◆ Given passage:
+++

Almost £100billion was wiped off the value of Tesla after its boss Elon Musk struck a deal to buy Twitter.
Amid mounting fears the audacious takeover of the social media platform would prove a distraction for the 50-year-old tycoon, the electric car maker’s shares tumbled 12 per cent in New York.
That sliced $125billion, or £99billion, off the value of Tesla.
Tesla shares tumbled 12 per cent in New York amid mounting fears founder Elon Musk’s audacious takeover of Twitter would prove a distraction
It also reduced the value of Musk’s 16.7 per cent stake by £17billion – though it was still worth £120billion.
The slump came as the £35billion takeover of Twitter continued to send shockwaves through Wall Street and Silicon Valley and attracted the attention of global regulators.
Musk – who is said to have a fortune of around £200billion – already runs Tesla as well as rocket company Space X.
He also founded and is heavily involved in brain-chip start-up Neuralink and tunnelling venture the Boring Company.
Analysts warned the takeover could be damaging for Tesla shareholders as Musk implements his plan to unlock Twitter’s ‘tremendous potential’.
There are also concerns that Musk is part-funding the takeover with a loan secured against £10billion of his shares in the electric car maker.
Edward Moya, an analyst at investment platform Oanda, said: ‘Tesla shareholders can’t be happy that Musk will have to divert even more attention away from winning the electric vehicle race.’
A fund manager with a significant holding in Tesla, who asked not to be identified, told Reuters: ‘I fear this is going to be a distraction. He’s juggling supply chains and factory delays and the expansion of the energy storage business and this doesn’t fit at all.’
Tesla has lost more than a fifth of its value since Musk first disclosed his over 9 per cent stake in Twitter in early April. His move to buy Twitter has raised concerns about the depth of executive talent at Tesla.
‘Tesla feels very much like a start-up despite it being a trillion dollar company,’ said Tesla investor Ross Gerber, chief executive of wealth management firm Gerber Kawasaki.

+++

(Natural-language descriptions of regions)
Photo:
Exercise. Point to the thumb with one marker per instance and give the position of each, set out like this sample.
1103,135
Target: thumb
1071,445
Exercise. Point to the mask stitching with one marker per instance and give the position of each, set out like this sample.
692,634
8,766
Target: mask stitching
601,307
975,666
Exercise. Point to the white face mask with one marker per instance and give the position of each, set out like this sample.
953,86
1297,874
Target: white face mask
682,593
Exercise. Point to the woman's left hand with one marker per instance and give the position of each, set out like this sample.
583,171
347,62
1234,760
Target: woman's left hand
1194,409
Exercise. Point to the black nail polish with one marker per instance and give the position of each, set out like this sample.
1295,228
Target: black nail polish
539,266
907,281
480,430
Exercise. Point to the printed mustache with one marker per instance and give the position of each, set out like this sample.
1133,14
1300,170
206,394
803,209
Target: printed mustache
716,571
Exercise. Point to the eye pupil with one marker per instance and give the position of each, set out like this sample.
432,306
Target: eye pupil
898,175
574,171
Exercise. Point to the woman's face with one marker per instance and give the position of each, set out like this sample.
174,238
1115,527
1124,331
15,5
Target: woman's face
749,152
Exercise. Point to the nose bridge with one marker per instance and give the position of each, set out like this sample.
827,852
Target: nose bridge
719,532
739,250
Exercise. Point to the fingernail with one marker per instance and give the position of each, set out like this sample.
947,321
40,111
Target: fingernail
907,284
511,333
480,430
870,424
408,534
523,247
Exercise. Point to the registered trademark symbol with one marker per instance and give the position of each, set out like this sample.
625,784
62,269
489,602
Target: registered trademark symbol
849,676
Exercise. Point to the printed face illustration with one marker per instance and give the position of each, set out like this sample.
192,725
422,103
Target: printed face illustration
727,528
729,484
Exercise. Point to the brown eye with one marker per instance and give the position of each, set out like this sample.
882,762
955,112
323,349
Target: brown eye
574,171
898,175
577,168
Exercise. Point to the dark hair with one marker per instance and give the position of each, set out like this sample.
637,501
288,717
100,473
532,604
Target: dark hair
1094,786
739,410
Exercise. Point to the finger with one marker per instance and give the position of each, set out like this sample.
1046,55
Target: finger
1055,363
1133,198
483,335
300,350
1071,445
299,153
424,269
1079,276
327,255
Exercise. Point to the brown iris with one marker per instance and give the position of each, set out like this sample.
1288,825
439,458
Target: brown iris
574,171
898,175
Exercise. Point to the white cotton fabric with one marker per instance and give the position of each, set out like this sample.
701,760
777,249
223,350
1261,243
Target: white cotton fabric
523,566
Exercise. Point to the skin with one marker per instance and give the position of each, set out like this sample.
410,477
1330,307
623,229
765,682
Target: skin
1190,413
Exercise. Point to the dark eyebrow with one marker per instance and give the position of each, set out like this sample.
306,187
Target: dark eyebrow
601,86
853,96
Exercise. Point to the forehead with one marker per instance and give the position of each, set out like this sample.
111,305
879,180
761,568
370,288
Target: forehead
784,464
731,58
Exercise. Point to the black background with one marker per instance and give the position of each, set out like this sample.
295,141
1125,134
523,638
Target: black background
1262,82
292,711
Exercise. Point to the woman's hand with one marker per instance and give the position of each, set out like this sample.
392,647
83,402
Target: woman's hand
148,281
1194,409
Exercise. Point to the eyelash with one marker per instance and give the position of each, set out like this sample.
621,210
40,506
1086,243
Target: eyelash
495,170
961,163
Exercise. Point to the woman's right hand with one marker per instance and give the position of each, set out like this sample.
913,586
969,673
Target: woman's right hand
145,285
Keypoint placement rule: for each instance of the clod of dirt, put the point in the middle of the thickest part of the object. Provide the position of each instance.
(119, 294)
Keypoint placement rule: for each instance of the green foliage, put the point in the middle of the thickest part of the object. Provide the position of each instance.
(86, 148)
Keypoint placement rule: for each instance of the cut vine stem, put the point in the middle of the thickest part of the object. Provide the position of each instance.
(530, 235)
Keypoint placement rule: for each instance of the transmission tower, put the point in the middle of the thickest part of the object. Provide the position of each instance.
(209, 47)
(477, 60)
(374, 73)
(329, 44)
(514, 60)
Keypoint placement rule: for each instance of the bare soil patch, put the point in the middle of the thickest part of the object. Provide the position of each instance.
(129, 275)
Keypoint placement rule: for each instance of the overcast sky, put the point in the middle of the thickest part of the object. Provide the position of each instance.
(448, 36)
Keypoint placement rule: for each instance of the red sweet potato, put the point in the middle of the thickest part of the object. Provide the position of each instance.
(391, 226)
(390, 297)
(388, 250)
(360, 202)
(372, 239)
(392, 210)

+++

◆ Required tasks:
1/ In the Tesla article, who is the Oanda analyst quoted?
2/ Continue the Tesla article from its final sentence.
These rows were drawn from a separate source unrelated to the Tesla article.

◆ Results of the exercise:
1/ Edward Moya

2/
‘It’s as big or bigger than the biggest companies in the world, but it doesn’t have the management infrastructure like other companies.’
Tesla is racing to boost production at new plants in Texas and Berlin amid supply-chain snarls and higher raw materials costs, as well as get work at its biggest factory in Shanghai back on track during a spike in Covid-19 cases there.
Despite those problems, Tesla last week posted record quarterly results as demand for its electric cars boomed.
The company reported revenues of £14.3billion for the first three months of 2022 – up 81 per cent on a year earlier – while profits rose 147 per cent to £4.2billion.
Garrett Nelson, vice president at research firm CFRA Research, gave a vote of confidence to Musk and labelled concerns over him selling Tesla shares as ‘overblown’.
He said: ‘If anyone can juggle these companies, it’s Elon. He’s been able to successfully balance growth at both Tesla and SpaceX over the last several years and he’s surrounded by a highly capable supporting cast at each company.
‘We think concerns that Musk might have to sell Tesla shares in order to fund purchase of Twitter are overblown as we believe they are merely being pledged as collateral.’
Robert Pavlik, senior portfolio manager at Tesla investor Dakota Wealth, said Musk could install someone else to lead Twitter.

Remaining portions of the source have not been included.